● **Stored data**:
※ ※ ※

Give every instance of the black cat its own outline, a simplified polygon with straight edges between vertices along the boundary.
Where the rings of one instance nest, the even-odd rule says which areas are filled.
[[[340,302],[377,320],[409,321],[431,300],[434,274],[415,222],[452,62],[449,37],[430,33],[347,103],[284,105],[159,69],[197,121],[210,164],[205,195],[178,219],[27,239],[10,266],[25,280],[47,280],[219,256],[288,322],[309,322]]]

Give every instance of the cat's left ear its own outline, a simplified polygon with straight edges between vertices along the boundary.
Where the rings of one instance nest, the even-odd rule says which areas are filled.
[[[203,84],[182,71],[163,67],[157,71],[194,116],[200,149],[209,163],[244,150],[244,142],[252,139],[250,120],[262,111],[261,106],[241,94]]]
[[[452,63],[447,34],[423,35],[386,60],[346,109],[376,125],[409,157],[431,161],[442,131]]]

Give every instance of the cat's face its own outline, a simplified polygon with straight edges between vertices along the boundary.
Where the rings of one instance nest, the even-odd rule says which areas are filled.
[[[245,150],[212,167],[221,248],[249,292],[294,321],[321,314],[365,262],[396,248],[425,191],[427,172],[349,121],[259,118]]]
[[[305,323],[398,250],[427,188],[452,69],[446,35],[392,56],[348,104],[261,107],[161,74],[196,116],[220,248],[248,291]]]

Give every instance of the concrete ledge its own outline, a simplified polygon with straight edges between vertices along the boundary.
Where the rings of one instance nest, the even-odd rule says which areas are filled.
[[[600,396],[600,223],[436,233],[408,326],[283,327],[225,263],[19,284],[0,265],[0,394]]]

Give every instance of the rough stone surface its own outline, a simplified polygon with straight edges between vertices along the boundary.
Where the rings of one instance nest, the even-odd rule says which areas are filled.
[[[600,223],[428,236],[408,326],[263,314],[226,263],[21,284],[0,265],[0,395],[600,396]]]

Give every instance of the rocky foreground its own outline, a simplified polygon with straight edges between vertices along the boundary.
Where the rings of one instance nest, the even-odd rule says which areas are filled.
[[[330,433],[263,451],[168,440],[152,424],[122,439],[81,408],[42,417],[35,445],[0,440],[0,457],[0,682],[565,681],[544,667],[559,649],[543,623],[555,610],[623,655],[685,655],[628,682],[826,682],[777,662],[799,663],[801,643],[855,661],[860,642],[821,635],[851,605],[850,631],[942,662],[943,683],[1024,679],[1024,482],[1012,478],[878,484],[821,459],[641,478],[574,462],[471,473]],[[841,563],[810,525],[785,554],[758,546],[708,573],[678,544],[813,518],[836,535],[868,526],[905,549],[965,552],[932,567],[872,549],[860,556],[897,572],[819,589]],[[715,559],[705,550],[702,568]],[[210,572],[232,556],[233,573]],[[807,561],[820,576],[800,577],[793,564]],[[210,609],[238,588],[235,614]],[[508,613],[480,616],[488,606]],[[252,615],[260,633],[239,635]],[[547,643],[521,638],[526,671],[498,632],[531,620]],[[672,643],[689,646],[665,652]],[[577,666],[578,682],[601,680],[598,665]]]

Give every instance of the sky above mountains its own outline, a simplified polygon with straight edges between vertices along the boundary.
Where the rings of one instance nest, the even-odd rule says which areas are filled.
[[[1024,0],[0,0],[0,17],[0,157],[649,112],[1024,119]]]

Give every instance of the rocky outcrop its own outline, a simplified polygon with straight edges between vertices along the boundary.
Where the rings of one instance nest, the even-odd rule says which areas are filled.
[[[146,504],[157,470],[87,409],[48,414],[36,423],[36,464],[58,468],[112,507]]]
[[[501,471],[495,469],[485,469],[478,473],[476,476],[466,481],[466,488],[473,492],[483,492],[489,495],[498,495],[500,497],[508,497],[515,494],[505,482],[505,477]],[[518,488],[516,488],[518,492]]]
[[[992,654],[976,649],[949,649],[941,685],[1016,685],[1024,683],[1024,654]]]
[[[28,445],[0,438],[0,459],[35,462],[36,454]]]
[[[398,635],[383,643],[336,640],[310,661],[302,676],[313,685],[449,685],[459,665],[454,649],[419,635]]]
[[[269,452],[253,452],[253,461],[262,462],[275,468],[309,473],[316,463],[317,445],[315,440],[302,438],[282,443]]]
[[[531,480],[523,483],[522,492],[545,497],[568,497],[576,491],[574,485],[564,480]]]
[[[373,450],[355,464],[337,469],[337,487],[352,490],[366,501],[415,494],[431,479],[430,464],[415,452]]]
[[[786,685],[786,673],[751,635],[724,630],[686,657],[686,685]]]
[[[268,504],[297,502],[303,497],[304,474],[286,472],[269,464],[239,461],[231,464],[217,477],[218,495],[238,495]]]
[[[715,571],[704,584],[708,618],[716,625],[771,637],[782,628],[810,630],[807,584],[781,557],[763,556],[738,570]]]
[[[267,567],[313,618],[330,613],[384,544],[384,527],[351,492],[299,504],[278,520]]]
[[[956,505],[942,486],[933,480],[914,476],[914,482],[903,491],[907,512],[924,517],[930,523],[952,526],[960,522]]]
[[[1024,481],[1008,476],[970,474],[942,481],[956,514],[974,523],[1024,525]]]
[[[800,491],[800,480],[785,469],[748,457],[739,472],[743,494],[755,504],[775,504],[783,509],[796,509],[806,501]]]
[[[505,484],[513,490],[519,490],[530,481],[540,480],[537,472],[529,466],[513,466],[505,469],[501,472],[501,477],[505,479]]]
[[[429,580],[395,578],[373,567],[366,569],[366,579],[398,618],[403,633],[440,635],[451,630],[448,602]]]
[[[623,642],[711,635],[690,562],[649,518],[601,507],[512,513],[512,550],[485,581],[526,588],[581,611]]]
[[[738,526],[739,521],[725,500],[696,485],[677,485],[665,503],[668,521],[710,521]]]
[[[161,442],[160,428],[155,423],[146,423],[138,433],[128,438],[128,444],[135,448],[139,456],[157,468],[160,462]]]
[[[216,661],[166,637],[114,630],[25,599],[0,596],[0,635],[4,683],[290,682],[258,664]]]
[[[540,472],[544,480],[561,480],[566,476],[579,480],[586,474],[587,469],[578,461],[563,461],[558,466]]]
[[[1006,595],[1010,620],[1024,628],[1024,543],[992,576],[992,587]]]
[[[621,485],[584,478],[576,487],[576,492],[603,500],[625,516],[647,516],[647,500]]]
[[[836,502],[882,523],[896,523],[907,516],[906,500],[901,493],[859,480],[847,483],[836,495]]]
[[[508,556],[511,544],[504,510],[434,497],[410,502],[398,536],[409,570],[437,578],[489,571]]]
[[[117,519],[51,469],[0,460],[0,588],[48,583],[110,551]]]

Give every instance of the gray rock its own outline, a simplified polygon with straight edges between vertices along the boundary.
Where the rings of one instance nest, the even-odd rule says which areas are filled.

※ ※ ※

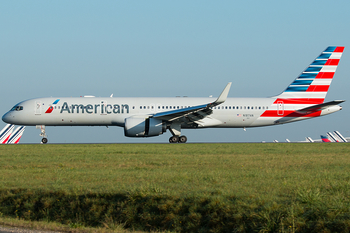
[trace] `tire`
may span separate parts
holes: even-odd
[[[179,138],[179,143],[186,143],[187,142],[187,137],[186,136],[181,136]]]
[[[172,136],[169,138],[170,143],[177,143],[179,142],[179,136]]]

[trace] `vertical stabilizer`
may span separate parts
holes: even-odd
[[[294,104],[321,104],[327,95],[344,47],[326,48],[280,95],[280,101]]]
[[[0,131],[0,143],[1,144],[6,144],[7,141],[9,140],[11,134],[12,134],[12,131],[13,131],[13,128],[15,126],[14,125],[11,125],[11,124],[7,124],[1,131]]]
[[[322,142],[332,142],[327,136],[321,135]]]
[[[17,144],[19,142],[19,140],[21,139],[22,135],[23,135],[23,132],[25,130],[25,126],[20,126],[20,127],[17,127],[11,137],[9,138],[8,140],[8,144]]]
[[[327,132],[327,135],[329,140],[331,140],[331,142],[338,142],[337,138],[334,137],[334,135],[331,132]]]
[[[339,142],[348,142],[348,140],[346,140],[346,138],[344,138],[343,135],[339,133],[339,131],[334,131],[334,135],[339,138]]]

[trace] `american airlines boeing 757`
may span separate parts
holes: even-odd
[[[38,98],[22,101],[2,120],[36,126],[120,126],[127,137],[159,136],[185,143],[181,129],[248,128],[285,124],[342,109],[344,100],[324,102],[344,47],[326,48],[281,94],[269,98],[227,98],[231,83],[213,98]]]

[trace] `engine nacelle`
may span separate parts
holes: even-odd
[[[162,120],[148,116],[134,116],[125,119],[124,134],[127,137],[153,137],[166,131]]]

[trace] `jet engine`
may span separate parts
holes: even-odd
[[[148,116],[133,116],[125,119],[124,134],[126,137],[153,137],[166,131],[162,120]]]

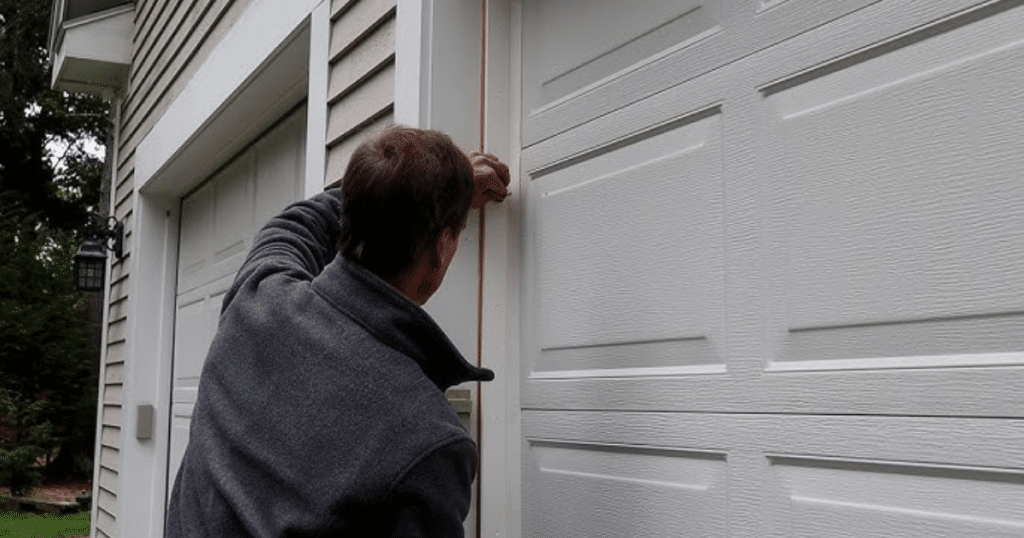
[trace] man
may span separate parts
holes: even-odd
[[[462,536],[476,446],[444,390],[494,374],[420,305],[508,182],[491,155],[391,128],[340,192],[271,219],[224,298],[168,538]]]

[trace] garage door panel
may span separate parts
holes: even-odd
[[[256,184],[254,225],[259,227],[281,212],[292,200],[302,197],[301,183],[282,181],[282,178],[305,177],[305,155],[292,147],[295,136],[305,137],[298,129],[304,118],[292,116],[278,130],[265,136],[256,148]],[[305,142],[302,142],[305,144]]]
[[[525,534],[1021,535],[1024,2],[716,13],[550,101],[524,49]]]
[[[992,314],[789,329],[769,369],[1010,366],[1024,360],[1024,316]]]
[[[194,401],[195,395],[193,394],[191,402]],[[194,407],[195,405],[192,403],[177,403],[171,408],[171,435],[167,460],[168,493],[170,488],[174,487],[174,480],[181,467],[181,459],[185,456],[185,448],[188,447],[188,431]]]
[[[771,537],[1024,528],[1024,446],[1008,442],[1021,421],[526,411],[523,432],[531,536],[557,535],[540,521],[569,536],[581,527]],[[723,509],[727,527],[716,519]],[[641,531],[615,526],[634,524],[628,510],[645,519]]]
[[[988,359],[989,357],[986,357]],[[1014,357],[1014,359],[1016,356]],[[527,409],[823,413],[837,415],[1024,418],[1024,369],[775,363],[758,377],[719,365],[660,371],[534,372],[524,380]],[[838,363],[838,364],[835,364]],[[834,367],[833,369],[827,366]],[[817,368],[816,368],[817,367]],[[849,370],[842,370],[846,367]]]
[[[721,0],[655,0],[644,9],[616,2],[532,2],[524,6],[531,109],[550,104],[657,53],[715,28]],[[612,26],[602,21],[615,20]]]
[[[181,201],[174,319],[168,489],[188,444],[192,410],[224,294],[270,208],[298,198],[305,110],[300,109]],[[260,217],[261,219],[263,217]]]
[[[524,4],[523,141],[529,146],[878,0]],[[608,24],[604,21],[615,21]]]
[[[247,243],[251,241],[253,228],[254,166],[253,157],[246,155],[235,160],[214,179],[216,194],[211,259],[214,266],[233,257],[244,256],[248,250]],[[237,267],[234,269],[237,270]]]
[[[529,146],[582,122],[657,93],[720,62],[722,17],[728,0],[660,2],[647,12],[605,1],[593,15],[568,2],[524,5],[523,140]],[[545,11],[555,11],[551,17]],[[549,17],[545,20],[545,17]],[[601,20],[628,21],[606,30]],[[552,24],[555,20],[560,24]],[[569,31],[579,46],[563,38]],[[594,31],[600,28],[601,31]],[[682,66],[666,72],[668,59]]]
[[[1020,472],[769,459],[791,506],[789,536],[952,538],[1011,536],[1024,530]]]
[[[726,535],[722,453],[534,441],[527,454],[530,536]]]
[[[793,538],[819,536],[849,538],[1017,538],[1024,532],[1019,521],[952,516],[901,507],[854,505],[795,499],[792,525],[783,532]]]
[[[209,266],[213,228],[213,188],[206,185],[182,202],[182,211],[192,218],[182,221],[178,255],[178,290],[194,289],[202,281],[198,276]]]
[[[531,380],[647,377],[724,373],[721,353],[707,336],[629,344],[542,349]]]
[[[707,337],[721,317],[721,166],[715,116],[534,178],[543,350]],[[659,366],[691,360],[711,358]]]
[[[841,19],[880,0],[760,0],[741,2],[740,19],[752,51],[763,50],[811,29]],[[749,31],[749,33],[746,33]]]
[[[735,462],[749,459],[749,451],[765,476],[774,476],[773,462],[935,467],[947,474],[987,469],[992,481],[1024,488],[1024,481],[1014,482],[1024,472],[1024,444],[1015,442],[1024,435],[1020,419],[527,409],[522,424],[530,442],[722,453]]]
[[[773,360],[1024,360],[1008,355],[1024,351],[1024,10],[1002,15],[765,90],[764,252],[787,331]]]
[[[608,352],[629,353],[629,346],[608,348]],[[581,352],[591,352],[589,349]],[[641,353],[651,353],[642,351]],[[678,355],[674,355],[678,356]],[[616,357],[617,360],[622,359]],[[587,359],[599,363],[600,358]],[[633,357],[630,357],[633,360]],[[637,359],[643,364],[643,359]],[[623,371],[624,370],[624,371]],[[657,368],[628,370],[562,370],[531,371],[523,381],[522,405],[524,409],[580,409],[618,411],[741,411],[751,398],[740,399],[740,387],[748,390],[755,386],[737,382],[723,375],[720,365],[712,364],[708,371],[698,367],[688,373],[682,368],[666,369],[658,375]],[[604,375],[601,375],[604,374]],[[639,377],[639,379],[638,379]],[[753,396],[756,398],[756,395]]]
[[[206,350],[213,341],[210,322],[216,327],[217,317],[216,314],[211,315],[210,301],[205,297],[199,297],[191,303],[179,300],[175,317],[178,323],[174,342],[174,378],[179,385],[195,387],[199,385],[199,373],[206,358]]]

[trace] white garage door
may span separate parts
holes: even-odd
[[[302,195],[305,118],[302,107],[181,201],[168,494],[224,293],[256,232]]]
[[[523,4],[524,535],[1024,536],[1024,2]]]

※ ※ ※

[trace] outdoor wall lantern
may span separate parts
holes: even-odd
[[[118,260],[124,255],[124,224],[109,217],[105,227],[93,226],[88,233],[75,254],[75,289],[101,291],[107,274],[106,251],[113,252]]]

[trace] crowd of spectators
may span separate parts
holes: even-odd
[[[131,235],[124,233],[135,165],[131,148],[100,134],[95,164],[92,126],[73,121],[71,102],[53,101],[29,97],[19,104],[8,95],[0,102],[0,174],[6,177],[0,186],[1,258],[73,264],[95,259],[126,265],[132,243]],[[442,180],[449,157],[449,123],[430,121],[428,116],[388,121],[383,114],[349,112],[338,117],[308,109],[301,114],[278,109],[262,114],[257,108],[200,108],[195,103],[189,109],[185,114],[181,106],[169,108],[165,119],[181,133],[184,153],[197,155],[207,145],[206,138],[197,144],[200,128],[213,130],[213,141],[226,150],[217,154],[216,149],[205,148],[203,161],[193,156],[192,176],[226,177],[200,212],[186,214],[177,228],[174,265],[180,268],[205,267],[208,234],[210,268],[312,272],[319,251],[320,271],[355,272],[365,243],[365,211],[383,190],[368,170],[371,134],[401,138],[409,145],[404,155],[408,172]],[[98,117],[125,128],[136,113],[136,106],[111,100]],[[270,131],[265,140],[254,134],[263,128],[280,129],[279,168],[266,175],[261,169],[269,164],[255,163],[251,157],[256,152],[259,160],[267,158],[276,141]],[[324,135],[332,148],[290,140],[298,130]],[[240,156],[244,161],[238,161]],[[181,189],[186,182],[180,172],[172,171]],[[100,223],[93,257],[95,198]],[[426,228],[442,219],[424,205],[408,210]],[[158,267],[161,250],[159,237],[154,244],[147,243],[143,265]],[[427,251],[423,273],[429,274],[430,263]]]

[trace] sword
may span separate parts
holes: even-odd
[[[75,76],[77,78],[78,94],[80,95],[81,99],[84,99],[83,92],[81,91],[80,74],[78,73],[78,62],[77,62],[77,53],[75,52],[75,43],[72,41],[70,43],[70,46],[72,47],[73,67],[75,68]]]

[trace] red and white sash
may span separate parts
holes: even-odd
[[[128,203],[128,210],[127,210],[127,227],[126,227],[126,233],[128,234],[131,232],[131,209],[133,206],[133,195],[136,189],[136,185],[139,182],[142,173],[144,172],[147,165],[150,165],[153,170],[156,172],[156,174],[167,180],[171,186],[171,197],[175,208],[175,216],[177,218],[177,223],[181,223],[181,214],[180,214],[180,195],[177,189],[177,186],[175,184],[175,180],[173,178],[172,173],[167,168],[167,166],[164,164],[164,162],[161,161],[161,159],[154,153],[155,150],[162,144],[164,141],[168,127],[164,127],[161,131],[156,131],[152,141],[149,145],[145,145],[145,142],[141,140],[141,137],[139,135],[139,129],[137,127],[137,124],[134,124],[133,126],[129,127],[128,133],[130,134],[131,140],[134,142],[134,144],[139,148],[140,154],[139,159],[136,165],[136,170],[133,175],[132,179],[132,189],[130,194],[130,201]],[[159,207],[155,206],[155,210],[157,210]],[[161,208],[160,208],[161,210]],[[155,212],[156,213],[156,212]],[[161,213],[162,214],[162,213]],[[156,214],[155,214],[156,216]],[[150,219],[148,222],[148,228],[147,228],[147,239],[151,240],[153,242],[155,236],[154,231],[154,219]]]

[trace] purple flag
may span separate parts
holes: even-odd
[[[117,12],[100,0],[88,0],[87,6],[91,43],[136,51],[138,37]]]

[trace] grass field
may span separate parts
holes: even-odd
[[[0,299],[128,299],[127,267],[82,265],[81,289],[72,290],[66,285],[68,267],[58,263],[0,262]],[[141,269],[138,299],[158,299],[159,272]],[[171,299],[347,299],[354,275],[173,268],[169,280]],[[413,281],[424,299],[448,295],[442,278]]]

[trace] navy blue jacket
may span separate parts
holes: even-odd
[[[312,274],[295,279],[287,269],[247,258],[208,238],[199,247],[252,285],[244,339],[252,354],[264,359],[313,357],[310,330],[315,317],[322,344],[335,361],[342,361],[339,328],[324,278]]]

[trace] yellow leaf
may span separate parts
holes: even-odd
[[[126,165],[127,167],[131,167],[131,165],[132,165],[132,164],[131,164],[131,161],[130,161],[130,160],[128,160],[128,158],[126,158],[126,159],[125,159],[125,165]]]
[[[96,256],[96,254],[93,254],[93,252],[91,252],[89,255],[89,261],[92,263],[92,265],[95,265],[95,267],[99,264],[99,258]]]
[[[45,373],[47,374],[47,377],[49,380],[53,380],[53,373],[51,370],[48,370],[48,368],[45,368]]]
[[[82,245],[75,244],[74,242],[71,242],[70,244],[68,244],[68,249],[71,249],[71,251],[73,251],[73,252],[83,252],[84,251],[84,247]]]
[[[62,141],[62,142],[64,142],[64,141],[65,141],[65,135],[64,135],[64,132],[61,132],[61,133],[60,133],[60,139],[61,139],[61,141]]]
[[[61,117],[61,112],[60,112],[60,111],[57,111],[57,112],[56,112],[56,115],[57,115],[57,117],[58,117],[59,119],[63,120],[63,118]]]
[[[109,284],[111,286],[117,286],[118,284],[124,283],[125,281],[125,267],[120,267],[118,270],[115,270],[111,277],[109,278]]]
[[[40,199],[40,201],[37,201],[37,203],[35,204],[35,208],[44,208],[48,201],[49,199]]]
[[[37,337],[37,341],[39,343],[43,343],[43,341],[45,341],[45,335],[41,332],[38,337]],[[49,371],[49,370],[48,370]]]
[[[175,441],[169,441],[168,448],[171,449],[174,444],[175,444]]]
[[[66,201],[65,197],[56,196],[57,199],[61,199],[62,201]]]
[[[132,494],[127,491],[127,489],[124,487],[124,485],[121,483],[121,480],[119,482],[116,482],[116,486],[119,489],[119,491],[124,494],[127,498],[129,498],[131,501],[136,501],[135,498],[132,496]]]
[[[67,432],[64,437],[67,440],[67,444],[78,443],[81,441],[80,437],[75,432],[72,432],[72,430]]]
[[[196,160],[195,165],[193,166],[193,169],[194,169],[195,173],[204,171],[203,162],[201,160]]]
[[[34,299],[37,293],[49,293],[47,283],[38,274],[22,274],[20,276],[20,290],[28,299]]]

※ ※ ※

● **TO DO**:
Gather up the lines containing the word "rocky" from these records and copy them.

● **RESULT OF THIS EXERCISE**:
Give every instance of the rocky foreground its own outline, a simplified polygon with straight edges between vertices along the boundary.
Give every instance of the rocky outcrop its own outline, a simplified polygon with straight edges between vertices along the boundary.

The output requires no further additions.